RECORDS FOR THE EXERCISE:
##############################

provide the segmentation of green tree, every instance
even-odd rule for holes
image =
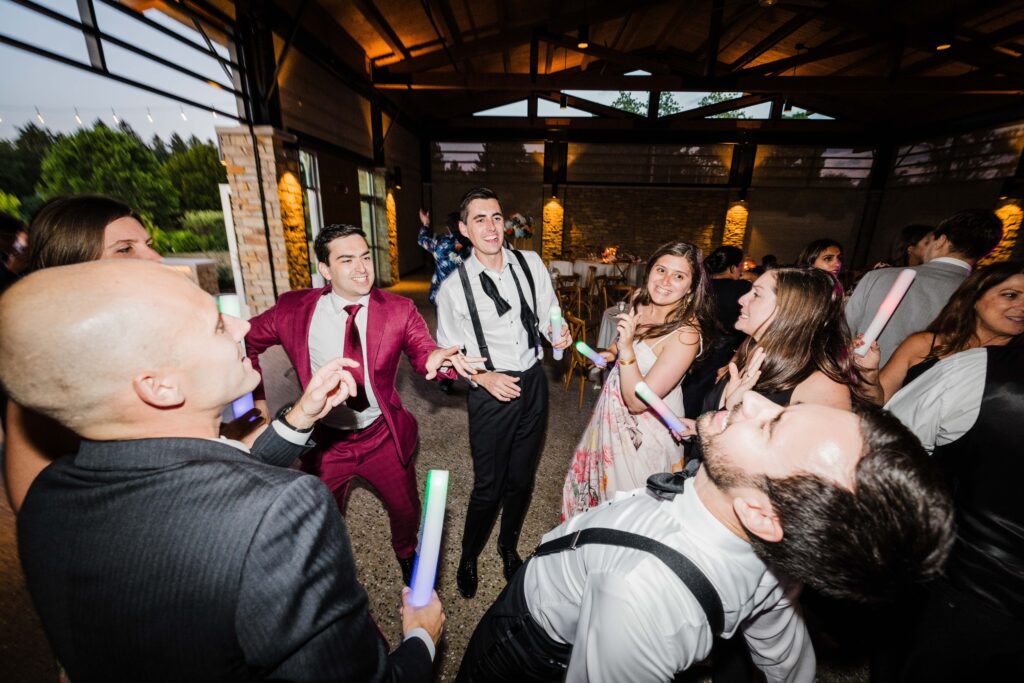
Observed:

##############################

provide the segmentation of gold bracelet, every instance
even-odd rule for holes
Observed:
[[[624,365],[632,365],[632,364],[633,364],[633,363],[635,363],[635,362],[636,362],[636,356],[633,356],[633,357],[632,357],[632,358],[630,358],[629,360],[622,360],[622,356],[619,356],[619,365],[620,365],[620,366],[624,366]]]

##############################

TASK PROMPT:
Using the records above, say how many lines contain the word "every". Write the number alone.

EXERCISE OUTPUT:
2